(Location annotation dataset excerpts)
:::
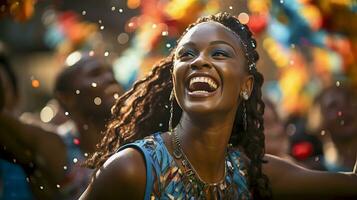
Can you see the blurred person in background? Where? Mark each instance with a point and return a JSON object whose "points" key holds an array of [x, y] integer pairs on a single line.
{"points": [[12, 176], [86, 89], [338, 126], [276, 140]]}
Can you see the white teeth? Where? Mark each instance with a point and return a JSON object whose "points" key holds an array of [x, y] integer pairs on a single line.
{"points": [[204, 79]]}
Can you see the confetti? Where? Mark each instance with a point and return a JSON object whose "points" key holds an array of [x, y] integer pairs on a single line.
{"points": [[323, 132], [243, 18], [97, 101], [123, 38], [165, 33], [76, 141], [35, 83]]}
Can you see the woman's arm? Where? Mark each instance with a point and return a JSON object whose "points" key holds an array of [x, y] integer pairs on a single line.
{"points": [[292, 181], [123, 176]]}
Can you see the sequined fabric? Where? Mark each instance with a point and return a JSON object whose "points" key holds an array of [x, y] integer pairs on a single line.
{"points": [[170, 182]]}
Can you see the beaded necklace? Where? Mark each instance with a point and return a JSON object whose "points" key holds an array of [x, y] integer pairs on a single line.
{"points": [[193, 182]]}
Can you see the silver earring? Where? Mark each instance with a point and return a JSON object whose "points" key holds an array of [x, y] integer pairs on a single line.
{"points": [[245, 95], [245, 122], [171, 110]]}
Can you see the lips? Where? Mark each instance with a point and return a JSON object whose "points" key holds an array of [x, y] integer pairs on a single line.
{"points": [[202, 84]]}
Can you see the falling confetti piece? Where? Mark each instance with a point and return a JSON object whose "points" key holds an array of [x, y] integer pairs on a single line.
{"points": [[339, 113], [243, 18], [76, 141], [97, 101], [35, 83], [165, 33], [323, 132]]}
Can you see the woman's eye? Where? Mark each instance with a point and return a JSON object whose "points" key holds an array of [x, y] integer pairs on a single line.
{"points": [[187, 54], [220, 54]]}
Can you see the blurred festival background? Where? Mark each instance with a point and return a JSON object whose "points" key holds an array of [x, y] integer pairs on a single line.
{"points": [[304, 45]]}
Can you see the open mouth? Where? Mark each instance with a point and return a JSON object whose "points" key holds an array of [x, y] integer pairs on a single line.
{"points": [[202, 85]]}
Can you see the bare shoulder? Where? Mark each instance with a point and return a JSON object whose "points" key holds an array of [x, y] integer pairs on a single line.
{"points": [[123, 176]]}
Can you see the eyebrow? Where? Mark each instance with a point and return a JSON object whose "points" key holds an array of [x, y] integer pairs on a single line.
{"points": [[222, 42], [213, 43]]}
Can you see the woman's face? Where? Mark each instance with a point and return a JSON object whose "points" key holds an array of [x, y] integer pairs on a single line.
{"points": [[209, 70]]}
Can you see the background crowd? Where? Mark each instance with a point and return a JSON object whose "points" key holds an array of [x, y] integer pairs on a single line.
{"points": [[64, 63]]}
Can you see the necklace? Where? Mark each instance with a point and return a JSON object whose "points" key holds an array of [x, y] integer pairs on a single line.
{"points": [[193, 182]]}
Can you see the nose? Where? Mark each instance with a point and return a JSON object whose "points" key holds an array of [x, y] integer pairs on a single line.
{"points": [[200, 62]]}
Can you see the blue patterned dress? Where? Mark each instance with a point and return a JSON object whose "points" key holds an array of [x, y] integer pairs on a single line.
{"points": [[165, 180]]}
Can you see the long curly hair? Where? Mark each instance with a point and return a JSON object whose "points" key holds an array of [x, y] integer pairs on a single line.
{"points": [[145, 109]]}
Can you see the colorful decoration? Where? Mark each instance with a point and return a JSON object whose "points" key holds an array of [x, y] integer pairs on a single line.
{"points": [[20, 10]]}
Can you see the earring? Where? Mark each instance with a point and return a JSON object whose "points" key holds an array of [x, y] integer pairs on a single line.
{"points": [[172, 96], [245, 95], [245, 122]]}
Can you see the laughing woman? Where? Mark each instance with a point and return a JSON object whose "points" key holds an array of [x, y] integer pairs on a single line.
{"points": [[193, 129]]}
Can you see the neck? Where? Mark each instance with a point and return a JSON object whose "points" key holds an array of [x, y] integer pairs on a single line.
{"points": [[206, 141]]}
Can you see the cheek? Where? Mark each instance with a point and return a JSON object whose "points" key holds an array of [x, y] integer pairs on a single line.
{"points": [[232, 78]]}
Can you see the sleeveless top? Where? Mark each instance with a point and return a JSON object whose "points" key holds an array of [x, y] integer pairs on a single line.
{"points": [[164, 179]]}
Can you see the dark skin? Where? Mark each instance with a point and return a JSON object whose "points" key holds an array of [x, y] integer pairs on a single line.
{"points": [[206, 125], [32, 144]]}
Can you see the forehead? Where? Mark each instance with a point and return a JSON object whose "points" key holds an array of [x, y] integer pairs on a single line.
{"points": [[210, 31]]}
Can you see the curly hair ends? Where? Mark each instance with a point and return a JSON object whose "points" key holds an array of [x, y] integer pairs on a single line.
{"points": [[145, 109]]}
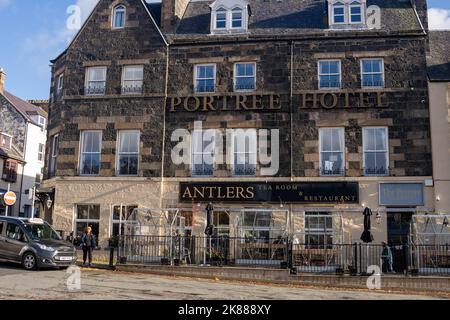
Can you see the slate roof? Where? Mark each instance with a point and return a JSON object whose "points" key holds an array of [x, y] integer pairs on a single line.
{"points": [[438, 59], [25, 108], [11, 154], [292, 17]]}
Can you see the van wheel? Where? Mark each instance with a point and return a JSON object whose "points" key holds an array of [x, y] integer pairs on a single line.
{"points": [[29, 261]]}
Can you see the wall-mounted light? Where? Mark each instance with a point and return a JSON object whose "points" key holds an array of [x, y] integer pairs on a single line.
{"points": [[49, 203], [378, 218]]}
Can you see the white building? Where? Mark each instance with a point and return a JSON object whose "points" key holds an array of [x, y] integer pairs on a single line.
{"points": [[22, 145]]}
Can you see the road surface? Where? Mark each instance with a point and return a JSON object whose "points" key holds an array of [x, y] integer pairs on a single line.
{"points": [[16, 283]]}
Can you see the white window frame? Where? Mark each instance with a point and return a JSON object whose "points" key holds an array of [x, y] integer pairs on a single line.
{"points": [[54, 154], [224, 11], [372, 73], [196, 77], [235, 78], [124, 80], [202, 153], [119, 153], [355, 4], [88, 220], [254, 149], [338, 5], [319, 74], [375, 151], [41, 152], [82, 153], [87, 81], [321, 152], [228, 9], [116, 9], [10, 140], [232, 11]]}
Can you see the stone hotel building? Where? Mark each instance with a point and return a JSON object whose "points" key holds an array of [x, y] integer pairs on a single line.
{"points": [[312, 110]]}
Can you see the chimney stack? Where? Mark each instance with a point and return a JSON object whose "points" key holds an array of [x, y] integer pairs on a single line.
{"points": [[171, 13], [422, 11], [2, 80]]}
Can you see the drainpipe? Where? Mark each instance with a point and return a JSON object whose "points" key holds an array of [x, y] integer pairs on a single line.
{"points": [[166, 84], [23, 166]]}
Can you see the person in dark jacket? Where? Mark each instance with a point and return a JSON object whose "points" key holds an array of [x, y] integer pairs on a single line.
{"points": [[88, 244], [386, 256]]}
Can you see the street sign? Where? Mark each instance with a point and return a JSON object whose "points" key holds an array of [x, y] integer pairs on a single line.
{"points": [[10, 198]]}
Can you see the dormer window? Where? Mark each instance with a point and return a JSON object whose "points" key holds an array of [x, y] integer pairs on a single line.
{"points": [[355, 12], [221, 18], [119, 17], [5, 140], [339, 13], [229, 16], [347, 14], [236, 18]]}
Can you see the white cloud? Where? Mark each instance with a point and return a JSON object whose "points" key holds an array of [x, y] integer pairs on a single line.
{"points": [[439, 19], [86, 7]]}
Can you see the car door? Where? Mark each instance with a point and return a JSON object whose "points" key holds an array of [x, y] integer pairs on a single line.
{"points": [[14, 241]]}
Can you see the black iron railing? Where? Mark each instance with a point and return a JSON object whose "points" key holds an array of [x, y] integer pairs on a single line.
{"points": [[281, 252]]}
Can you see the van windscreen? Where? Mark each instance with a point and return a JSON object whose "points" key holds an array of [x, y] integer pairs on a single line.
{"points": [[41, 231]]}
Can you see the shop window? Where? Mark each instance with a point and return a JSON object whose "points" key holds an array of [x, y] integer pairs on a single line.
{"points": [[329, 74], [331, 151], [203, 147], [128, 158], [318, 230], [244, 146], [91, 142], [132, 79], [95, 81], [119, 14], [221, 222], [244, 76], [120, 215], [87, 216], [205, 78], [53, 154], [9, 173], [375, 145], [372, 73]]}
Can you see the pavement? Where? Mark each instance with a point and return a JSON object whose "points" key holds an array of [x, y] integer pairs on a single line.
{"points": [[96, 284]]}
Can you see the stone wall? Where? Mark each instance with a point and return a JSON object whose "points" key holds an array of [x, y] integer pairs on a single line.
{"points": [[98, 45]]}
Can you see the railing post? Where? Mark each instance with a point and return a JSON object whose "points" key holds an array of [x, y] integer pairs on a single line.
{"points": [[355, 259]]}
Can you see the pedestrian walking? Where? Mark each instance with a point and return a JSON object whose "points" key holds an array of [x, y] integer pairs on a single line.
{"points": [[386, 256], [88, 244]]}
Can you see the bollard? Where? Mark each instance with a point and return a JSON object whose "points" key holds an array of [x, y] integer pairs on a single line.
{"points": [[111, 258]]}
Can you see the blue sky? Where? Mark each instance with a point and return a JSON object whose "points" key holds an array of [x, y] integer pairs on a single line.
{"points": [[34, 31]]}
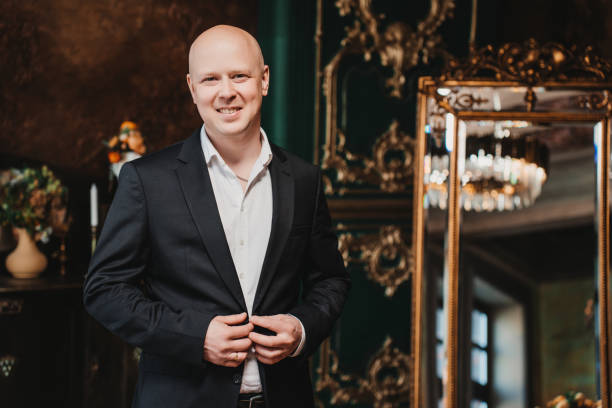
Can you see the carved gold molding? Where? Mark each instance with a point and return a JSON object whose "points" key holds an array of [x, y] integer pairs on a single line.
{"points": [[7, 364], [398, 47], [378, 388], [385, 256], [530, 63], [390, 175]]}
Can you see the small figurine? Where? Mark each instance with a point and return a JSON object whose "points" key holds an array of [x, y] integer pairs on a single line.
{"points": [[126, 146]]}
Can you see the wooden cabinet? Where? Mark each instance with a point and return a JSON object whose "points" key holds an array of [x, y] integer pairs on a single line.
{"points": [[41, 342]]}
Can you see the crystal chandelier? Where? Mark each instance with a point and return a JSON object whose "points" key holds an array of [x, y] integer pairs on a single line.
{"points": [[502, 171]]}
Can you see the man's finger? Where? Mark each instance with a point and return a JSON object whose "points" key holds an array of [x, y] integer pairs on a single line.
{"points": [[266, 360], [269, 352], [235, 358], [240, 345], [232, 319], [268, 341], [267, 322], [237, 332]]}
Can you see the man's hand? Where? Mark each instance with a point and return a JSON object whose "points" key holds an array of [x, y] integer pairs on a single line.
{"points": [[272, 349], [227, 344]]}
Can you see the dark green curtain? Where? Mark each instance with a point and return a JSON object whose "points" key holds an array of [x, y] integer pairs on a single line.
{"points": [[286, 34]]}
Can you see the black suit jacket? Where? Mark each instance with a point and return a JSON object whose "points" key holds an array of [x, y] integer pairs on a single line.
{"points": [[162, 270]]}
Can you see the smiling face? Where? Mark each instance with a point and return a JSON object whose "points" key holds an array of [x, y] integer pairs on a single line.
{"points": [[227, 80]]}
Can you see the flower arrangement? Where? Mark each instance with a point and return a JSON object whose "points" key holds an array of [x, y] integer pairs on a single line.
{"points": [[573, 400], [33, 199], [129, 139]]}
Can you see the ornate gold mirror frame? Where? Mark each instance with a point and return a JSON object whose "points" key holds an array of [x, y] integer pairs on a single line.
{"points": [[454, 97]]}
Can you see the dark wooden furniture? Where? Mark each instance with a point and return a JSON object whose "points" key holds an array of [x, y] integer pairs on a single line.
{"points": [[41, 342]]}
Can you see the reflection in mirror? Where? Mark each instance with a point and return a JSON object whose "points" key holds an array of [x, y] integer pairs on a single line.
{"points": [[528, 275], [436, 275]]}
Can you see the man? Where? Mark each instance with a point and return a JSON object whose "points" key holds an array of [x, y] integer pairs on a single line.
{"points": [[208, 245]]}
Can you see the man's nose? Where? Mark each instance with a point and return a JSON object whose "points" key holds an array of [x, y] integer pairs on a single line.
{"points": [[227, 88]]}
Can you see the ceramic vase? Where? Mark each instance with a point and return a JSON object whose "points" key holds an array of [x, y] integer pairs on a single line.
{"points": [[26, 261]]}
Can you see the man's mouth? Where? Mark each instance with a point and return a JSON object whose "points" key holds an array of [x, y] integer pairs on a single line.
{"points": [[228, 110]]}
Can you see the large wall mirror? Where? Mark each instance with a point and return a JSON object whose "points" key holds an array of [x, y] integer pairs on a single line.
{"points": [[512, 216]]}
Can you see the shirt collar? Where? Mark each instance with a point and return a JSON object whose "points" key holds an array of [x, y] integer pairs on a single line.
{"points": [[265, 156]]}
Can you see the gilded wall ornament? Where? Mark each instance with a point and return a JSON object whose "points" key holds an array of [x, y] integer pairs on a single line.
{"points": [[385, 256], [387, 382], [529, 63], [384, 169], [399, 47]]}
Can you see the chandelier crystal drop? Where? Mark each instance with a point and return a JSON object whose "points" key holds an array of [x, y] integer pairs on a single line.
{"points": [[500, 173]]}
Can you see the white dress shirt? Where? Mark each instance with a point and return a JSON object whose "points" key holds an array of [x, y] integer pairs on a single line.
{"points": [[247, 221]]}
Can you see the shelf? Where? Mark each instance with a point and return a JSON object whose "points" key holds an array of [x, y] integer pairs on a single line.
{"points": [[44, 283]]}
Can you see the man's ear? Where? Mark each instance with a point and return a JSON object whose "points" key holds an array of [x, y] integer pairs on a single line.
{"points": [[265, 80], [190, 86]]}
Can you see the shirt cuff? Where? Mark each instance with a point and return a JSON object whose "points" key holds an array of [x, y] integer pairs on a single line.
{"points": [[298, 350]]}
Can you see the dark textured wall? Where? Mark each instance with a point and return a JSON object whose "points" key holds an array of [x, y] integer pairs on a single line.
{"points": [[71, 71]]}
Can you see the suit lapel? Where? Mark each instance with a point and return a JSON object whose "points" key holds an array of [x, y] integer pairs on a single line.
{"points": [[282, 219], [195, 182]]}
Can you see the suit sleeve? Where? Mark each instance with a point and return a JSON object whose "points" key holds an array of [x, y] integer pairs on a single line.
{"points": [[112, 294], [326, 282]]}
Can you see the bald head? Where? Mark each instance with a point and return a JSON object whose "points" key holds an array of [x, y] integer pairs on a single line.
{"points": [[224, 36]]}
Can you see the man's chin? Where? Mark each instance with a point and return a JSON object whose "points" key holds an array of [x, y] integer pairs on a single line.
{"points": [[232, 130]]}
:::
Given task: Extract, exactly, the lines above that begin at the line containing "Can you see the chandelier" and end at the final line of the records; add no other text.

Output of the task:
Can you see the chandelier crystal drop? Where? Mark each instance with a point and return a JSON object whose "points" key holds an array of [x, y] integer pairs on a single line.
{"points": [[500, 173]]}
Can you see the white dress shirt? Where? Mark each instance with a point and return a JSON object whose "points" key holds an array of [x, y] integer pairs on a single line.
{"points": [[247, 221]]}
Can you see the shelf? Where? Mark each instance with a point and return a JSON object whose "points" key holds an array of [x, y] integer pairs on a single line.
{"points": [[44, 283]]}
Can you see the man's ear? Where? Mark each instance with a point and return a JSON object whose "points" key holds an array of [x, y] integer pairs on a single line.
{"points": [[265, 80], [190, 86]]}
Can you see the shirt cuff? Where? Mark each instance with a point and return a JSON object whose "points" key holds an array of [x, y] integer pairs on a single line.
{"points": [[298, 350]]}
Can you see the dark textured wall? Where? Mark each instance with a point and return a JSON object whose "points" key holds an array of [x, y] integer pairs on a single line.
{"points": [[71, 71]]}
Can you see the suit lapel? Where? Mark each instance with a point and return a JSON object whose "points" key holds an array of [x, y] integer pairs on a single line.
{"points": [[282, 219], [195, 182]]}
Can you see the suit sleeve? Where? Mark each instance with a point and return a JSON object whose "points" key holds an array of [x, y] integer pairs on a single line.
{"points": [[112, 294], [326, 282]]}
Can you see the bald head? Where? Mark each instance with a point and return a JSON object whose "points" key holds an array of [x, y] integer pairs on a single line.
{"points": [[224, 36]]}
Can you see the man's chin? Where? Mark each instance with a point and return a JSON object whose "points" key holds an array of [x, y] integer pairs on a single line.
{"points": [[232, 130]]}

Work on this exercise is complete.